RAW RECORDS:
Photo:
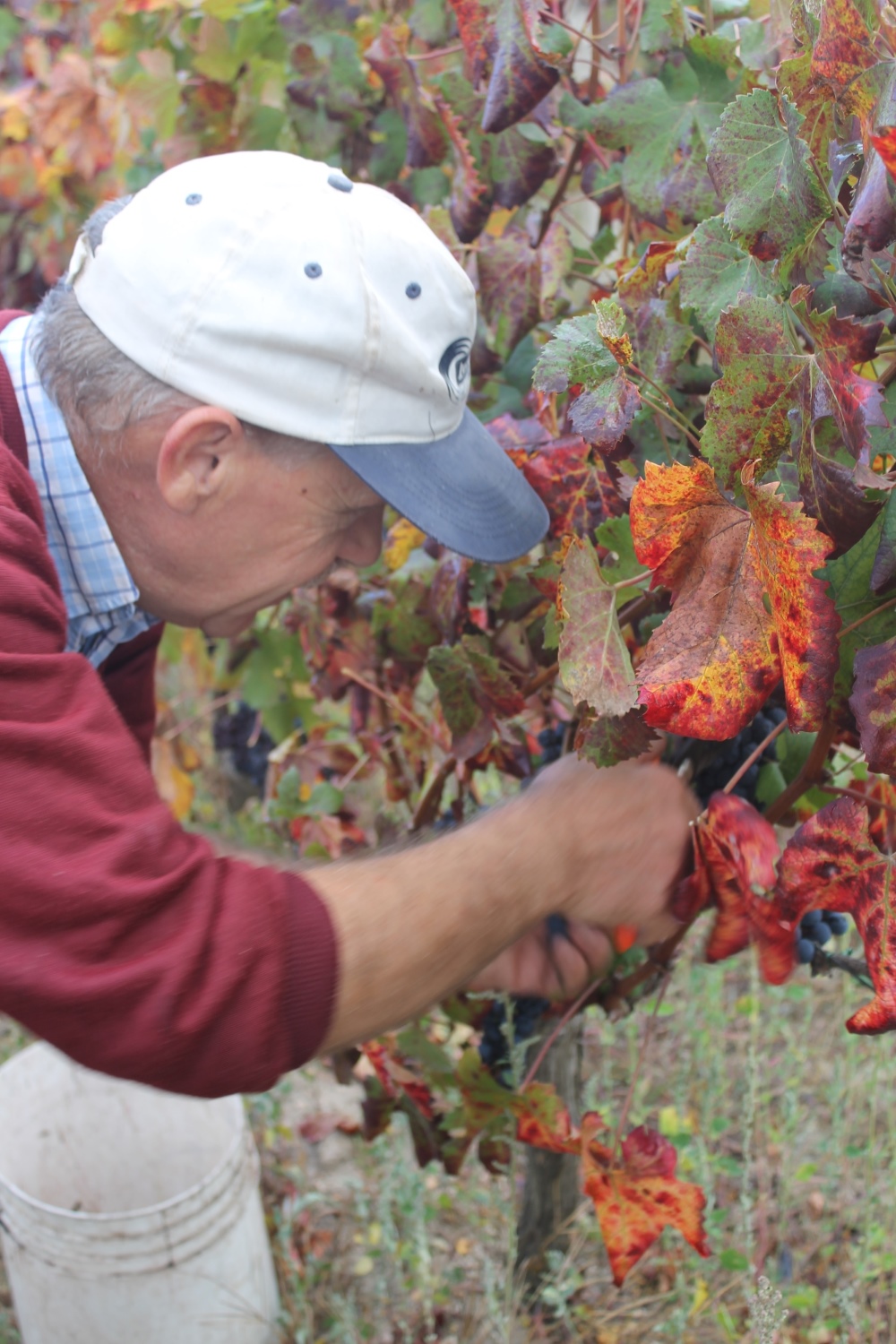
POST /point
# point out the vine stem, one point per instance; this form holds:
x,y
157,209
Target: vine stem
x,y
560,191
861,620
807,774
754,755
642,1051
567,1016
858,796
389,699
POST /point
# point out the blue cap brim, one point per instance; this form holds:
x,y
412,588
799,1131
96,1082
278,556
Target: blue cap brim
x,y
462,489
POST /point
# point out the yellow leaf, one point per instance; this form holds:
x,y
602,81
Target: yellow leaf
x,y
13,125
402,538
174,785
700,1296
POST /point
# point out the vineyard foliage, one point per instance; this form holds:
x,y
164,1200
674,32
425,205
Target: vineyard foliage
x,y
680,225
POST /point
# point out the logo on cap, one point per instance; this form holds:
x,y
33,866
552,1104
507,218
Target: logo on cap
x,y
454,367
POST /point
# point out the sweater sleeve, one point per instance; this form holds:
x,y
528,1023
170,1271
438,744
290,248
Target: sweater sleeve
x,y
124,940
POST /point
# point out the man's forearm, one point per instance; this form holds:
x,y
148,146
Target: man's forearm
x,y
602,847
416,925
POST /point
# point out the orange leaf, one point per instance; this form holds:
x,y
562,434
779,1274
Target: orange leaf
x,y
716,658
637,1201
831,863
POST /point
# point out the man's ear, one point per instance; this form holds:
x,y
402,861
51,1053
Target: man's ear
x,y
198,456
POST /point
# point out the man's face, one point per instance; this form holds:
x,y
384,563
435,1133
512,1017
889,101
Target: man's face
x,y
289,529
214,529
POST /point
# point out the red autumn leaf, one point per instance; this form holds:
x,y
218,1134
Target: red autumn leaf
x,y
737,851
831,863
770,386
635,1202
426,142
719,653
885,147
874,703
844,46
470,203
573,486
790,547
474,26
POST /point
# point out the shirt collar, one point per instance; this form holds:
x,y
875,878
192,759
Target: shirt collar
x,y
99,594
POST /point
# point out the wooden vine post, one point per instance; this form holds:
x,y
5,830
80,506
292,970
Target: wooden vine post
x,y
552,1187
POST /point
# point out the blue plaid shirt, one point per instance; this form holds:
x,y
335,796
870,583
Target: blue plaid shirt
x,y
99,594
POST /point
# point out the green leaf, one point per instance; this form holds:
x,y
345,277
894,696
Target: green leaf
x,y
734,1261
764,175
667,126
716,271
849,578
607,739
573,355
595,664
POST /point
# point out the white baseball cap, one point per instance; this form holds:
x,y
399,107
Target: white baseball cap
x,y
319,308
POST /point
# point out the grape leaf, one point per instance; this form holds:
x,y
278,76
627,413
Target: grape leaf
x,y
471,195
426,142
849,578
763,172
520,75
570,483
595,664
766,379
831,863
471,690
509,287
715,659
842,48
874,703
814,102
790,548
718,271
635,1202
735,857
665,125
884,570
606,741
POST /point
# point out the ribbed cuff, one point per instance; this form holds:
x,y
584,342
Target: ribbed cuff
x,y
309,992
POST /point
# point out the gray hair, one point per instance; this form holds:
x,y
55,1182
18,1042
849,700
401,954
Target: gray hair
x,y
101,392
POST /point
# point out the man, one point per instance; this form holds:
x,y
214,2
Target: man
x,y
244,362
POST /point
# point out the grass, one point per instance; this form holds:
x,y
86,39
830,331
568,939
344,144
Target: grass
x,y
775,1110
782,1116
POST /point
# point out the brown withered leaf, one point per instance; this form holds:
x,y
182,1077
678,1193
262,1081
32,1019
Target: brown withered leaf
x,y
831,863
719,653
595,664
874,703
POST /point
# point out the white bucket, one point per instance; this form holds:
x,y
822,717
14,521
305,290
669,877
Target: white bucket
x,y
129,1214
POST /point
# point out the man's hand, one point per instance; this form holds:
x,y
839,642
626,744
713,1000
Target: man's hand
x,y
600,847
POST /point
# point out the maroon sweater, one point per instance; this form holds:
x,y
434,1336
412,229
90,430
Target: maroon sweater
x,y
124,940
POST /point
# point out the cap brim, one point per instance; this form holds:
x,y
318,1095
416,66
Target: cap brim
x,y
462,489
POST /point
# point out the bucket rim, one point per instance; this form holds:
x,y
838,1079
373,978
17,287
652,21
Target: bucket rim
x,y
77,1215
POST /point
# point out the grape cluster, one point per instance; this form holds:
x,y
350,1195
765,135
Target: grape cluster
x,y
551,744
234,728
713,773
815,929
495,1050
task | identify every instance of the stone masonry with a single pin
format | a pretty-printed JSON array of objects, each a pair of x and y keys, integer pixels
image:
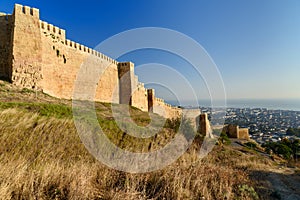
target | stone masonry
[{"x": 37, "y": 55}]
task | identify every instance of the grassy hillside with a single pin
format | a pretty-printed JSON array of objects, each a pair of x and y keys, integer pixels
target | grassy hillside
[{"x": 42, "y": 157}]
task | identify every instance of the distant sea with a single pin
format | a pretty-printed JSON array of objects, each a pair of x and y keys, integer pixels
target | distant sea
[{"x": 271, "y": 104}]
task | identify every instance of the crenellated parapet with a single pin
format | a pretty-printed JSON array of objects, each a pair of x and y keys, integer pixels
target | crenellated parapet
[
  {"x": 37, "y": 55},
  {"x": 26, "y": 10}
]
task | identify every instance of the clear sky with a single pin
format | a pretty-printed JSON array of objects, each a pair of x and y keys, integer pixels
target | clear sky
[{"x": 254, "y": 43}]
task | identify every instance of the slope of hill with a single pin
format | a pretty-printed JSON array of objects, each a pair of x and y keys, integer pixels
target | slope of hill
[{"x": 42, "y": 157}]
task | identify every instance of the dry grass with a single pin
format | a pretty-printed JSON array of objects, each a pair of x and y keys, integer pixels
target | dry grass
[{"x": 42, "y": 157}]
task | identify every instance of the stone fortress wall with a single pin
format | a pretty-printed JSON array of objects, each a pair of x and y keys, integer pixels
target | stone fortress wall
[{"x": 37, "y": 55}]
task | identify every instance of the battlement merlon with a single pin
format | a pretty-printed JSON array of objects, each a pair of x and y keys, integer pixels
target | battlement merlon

TASK DESCRIPTION:
Pictures don't belong in the copy. Restate all the entries exactly.

ANSWER TO THE EXERCISE:
Photo:
POST /point
# point out the vine stem, one point per instance; this form holds:
x,y
157,209
Target: vine stem
x,y
560,191
861,620
807,774
754,755
642,1051
567,1016
858,796
389,699
POST /point
# point out the blue cap brim, one point per instance; this form holds:
x,y
412,588
799,1131
96,1082
278,556
Target: blue cap brim
x,y
462,489
POST /point
# point out the yellow leaf, one point per instance; this form holds:
x,y
602,81
Target: yellow leaf
x,y
13,125
402,538
174,785
700,1296
POST /point
# point out the vineyard foliage, one point per instance; this form holds:
x,y
164,1200
674,32
425,205
Target: vineyard foliage
x,y
680,225
POST /point
# point out the logo on cap, one point per instance; this form holds:
x,y
33,866
552,1104
507,218
Target: logo on cap
x,y
454,367
POST /point
# point out the sweater sleeve, one point per instance; this form holds:
x,y
528,1023
170,1271
438,744
290,248
Target: sweater sleeve
x,y
124,940
POST /point
# point out the man's forearm, one point per instance; this form holds:
x,y
148,146
Target: man's forearm
x,y
602,847
416,925
POST /point
# point out the orange leaf, one point per instance; this form holds:
x,y
562,434
779,1274
Target: orange leaf
x,y
716,658
637,1201
831,863
POST /point
# point out the man's ear, one point per instance; this form holds:
x,y
402,861
51,1053
Target: man's ear
x,y
198,456
POST /point
# point out the man's face, one point per instance; this form holds:
x,y
384,563
435,1133
512,1017
889,101
Target: man's face
x,y
289,529
214,529
POST /point
# point out the red autumn leaf, one point per instance; this form holds:
x,y
218,1134
Target: red autumn leaf
x,y
737,851
831,863
770,386
635,1202
426,142
719,653
885,147
874,703
844,46
470,203
573,486
790,547
474,26
POST /point
# point out the shirt collar, one point per instance; this form holds:
x,y
875,878
192,759
Target: shirt collar
x,y
99,594
POST /point
# point out the wooden vine post, one point per instance; this form holds:
x,y
5,830
80,506
292,970
Target: wooden vine post
x,y
552,1187
POST /point
# point out the blue plaid shirt, one point per instance; this form holds:
x,y
335,796
870,583
Target: blue plaid shirt
x,y
99,594
POST /point
# point out the green leaf, one point per instance; this form holds:
x,y
345,277
894,696
Target: green leaf
x,y
734,1261
764,175
667,126
716,271
849,578
607,739
573,355
595,664
POST /point
# point out the white baseball cap, one point per instance; this form holds:
x,y
399,107
Target: white baseball cap
x,y
319,308
POST /point
# point out the grape leaf, one point per instance; this form holds:
x,y
278,76
627,413
Target: grape leaf
x,y
471,195
426,142
849,578
763,172
520,75
570,483
595,664
766,379
831,863
471,690
509,287
715,659
842,48
874,703
814,102
790,548
718,271
635,1202
735,857
665,125
884,570
606,741
POST /point
# point out the ribbed cuff, one point per instance; this form holds:
x,y
584,342
Target: ribbed cuff
x,y
309,992
POST /point
# point out the gray hair, one point per instance; this form holds:
x,y
55,1182
18,1042
849,700
401,954
Target: gray hair
x,y
101,392
POST /point
# point out the man, one point per instance; this form holds:
x,y
214,2
Target: man
x,y
244,362
POST /point
# point out the grass, one point per instance; this form holds:
x,y
86,39
830,331
568,939
344,144
Target: grass
x,y
775,1110
782,1116
POST /point
# point out the brown withered leaf, one point per instance; this form holds:
x,y
182,1077
678,1193
262,1081
32,1019
Target: brown withered leaf
x,y
831,863
719,653
595,664
874,703
POST /point
# point out the white bucket, one point per instance; this form holds:
x,y
822,717
14,521
305,290
669,877
Target: white bucket
x,y
129,1214
POST /point
# point out the man's hand, one point per instance; this form holds:
x,y
839,642
626,744
713,1000
Target: man's hand
x,y
600,847
POST /point
# point out the maroon sweater, one point per instance; this form holds:
x,y
434,1336
412,229
90,430
Target: maroon sweater
x,y
124,940
POST /point
# point out the cap brim, one point per instance; this form holds:
x,y
318,1095
416,66
Target: cap brim
x,y
462,489
POST /point
# point out the bucket rim, one point per instance; this form holds:
x,y
838,1079
373,978
17,287
652,21
Target: bucket rim
x,y
77,1215
POST /point
# point out the grape cluster, one point per instance; this form holds:
x,y
350,1195
765,135
Target: grape cluster
x,y
551,744
234,728
713,773
815,929
495,1050
task | identify every instance of the stone masonry with a single pin
format | a pretty-printed JSON array of objects, each a pair of x and y keys, integer pixels
image:
target | stone masonry
[{"x": 37, "y": 55}]
task | identify every instance of the grassy hillside with a single pin
format | a pretty-printed JSON array of objects, each a pair of x and y keys, integer pixels
target | grassy hillside
[{"x": 42, "y": 157}]
task | identify every instance of the distant sea with a single pin
format | a pretty-printed JSON array of objects, each a pair of x and y keys, integer pixels
target | distant sea
[{"x": 271, "y": 104}]
task | identify every instance of the crenellated parapet with a single pin
format | a pretty-printed JSON array of objects, each a pair of x and y keys, integer pixels
target | crenellated parapet
[
  {"x": 37, "y": 55},
  {"x": 26, "y": 10}
]
task | identify every instance of the clear sky with a single pin
format | a pretty-printed JSON array of objects, each a pair of x and y keys, integer pixels
target | clear sky
[{"x": 254, "y": 43}]
task | identify every instance of the slope of hill with a single pin
format | a pretty-printed JSON array of objects, each a pair of x and y keys, integer pixels
target | slope of hill
[{"x": 42, "y": 157}]
task | identify every instance of the dry grass with a single pin
format | a pretty-printed JSON array of objects, each a pair of x and y keys, integer pixels
target | dry grass
[{"x": 42, "y": 157}]
task | identify every instance of the stone fortress wall with a single pin
format | a pretty-printed JSON array of objects, each a pair of x and y keys, integer pixels
target | stone fortress wall
[{"x": 37, "y": 55}]
task | identify every instance of the battlement merlon with a single pin
format | a pretty-printed JSON array of objects, each a pair of x and y keys, integer pixels
target | battlement merlon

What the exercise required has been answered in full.